[Referring expression pointing data]
◆ ◆ ◆ ◆ ◆

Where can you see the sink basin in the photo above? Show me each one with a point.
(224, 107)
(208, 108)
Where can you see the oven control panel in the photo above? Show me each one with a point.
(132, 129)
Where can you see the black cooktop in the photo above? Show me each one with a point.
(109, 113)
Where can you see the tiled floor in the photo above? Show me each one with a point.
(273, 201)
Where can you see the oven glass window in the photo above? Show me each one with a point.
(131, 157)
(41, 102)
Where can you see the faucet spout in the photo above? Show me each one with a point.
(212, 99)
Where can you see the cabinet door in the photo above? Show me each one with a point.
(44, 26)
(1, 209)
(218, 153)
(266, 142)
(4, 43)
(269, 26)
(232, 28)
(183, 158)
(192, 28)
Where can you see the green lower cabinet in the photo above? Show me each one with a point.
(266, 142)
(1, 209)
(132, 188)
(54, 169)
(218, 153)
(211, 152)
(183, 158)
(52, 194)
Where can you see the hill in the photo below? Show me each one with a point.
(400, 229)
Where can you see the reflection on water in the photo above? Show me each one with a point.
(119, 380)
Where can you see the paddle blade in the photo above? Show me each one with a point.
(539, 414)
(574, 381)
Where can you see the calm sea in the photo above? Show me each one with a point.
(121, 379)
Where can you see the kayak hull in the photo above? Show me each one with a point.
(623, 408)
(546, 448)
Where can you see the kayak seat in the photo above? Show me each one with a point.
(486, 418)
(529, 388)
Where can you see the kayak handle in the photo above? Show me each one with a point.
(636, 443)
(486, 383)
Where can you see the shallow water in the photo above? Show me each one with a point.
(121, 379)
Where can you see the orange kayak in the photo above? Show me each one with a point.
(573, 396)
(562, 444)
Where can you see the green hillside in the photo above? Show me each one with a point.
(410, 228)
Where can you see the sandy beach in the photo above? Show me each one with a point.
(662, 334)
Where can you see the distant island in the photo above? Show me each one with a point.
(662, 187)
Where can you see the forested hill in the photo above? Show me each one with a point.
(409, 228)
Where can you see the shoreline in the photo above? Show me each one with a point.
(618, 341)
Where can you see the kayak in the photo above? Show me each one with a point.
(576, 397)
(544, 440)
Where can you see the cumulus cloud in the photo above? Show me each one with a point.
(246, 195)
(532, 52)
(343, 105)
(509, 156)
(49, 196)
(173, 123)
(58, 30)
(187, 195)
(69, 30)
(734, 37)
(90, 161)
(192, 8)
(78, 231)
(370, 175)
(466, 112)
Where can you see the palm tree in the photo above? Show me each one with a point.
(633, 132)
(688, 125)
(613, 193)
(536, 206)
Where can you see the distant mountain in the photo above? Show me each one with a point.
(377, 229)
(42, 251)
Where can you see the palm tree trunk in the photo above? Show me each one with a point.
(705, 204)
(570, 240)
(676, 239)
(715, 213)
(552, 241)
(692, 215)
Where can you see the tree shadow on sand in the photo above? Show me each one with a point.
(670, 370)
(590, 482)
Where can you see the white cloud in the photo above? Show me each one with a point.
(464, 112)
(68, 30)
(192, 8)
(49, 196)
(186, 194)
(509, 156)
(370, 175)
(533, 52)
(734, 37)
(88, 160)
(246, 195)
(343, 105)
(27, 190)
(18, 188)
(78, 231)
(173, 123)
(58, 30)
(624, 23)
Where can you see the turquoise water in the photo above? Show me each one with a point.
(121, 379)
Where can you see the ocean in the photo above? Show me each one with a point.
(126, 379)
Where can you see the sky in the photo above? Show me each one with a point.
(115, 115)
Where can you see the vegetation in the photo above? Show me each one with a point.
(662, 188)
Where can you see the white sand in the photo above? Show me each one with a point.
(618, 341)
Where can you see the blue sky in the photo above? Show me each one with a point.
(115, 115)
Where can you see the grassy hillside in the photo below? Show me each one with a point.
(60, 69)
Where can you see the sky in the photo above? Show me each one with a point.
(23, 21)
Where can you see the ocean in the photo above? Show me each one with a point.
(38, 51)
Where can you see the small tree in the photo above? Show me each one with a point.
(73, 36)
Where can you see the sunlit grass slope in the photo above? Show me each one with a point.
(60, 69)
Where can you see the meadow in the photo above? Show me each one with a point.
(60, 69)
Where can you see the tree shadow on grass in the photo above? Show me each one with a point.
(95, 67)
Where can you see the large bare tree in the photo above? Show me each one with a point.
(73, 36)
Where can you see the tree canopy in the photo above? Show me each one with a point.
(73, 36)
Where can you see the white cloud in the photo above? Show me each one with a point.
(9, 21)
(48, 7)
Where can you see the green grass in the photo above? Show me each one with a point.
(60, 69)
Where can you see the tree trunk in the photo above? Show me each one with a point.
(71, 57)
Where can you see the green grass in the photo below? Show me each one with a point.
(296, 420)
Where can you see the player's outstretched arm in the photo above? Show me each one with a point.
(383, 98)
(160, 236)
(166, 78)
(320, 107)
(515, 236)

◆ ◆ ◆ ◆ ◆

What to work on → Restate word for word the lines above, beginning with the one that contains "Where can you see the meadow" and ending with the last line.

Result →
Where can you see the meadow in the photo above? Show me each one with a point.
(60, 69)
Where can you see the tree shadow on grass in the photo above? Show me each one with a point.
(95, 67)
Where can you see the large bare tree in the photo above? Show me each one with a point.
(73, 36)
Where can you see the tree canopy in the photo above? Show me each one with a point.
(73, 36)
Where can you see the white cloud in the photo above? Show me each one with a point.
(9, 21)
(48, 7)
Where can you see the green grass in the photo above? Show me each one with a point.
(60, 69)
Where can you see the tree trunk in the photo above? Show me each one with a point.
(71, 57)
Where can you see the green grass in the photo below? Show me each one with a point.
(296, 420)
Where can you see the player's outstretched arm in the photo above? Show me each one with a point.
(383, 98)
(160, 236)
(166, 78)
(320, 107)
(515, 236)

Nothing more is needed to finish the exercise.